_Required task:_
Please rewrite the records from the line with "For this challenge, identify the outstretched" up to and including the line with "point(588, 341)" as a JSON list of strings, one string per line, leaving out any blank lines.

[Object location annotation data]
━━━━━━━━

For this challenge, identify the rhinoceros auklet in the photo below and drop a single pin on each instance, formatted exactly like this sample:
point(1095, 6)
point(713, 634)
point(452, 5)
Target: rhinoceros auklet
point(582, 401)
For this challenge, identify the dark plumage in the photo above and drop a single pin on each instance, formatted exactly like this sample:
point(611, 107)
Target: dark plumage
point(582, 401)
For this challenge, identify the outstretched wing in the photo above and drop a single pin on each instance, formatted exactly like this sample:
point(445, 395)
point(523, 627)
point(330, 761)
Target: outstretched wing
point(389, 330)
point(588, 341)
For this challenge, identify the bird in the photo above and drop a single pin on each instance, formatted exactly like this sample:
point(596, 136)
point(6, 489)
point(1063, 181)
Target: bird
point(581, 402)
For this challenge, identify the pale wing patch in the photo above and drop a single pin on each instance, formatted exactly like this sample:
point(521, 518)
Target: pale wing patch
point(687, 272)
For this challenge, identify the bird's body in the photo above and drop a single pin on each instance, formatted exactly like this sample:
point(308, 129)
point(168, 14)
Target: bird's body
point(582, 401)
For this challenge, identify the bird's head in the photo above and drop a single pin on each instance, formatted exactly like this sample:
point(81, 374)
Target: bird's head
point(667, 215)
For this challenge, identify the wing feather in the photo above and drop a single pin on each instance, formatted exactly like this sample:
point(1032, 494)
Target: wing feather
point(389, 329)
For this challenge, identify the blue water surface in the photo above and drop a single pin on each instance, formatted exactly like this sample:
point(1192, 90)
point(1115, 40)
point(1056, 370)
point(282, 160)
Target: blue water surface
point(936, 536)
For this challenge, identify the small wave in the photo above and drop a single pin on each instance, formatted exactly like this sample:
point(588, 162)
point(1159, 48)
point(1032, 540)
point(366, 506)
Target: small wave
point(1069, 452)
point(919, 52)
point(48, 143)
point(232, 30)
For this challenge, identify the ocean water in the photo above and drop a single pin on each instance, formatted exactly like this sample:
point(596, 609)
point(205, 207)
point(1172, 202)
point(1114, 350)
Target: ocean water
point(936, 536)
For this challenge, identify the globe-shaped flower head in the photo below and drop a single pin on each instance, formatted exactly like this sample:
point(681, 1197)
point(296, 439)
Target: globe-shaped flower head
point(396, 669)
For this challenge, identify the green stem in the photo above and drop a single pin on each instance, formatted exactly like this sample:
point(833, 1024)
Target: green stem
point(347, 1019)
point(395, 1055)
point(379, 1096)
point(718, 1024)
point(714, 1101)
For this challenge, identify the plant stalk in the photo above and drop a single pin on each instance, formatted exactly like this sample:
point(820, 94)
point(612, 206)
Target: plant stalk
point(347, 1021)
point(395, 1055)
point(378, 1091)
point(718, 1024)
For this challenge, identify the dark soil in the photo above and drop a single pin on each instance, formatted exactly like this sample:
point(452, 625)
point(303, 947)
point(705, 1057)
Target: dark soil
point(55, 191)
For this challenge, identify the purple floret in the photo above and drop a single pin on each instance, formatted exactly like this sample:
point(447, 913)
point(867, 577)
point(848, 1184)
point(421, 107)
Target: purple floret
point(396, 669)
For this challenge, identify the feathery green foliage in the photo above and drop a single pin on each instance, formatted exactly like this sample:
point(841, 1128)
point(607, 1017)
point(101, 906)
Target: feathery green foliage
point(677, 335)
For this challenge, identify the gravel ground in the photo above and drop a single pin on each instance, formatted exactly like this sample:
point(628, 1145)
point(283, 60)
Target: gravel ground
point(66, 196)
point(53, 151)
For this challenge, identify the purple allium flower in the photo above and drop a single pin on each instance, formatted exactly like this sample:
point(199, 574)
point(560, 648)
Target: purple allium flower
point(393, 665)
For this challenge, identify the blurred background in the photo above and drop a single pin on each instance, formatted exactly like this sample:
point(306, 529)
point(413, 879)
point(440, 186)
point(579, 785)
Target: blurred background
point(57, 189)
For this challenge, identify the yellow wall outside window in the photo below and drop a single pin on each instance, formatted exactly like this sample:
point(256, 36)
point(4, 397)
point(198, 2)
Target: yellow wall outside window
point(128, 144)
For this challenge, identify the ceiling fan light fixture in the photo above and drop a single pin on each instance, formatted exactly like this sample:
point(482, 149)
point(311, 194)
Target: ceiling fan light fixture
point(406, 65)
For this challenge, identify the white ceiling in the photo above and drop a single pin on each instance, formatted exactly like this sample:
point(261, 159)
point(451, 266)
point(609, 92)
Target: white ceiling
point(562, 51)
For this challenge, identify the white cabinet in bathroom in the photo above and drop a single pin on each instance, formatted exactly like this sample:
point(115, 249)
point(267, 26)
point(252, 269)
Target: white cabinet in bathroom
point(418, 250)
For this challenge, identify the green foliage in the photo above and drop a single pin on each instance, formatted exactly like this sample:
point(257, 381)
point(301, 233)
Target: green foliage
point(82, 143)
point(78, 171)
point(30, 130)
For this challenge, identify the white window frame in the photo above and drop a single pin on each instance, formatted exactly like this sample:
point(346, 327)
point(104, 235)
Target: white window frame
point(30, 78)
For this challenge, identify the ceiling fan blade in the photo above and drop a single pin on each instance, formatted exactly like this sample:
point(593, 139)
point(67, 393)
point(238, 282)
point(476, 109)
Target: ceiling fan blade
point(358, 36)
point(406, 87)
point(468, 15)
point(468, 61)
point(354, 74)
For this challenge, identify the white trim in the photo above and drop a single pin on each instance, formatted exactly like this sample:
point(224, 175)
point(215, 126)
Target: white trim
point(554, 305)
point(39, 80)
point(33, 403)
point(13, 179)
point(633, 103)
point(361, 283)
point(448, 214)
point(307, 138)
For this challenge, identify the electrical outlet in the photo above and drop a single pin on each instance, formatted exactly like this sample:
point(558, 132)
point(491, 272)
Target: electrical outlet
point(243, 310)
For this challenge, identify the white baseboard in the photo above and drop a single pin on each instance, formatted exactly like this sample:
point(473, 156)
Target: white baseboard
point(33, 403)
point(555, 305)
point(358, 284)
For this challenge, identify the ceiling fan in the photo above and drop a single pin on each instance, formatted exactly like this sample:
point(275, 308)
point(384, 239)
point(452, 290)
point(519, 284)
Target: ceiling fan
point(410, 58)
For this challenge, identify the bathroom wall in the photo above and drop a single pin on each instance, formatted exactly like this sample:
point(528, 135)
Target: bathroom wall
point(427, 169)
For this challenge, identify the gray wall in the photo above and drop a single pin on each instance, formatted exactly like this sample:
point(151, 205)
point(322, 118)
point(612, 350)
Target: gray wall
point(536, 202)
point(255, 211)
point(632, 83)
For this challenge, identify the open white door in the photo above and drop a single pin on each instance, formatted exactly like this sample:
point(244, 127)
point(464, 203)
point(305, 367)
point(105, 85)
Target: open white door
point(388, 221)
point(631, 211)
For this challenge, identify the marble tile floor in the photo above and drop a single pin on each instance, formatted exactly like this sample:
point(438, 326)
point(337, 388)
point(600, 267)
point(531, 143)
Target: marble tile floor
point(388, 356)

━━━━━━━━

_Finished answer:_
[
  "For this challenge, identify the outstretched wing in the photo above and drop a single pin on each instance, formatted exactly like this sample:",
  "point(445, 395)",
  "point(523, 627)",
  "point(330, 761)",
  "Target: outstretched wing",
  "point(389, 330)",
  "point(588, 341)"
]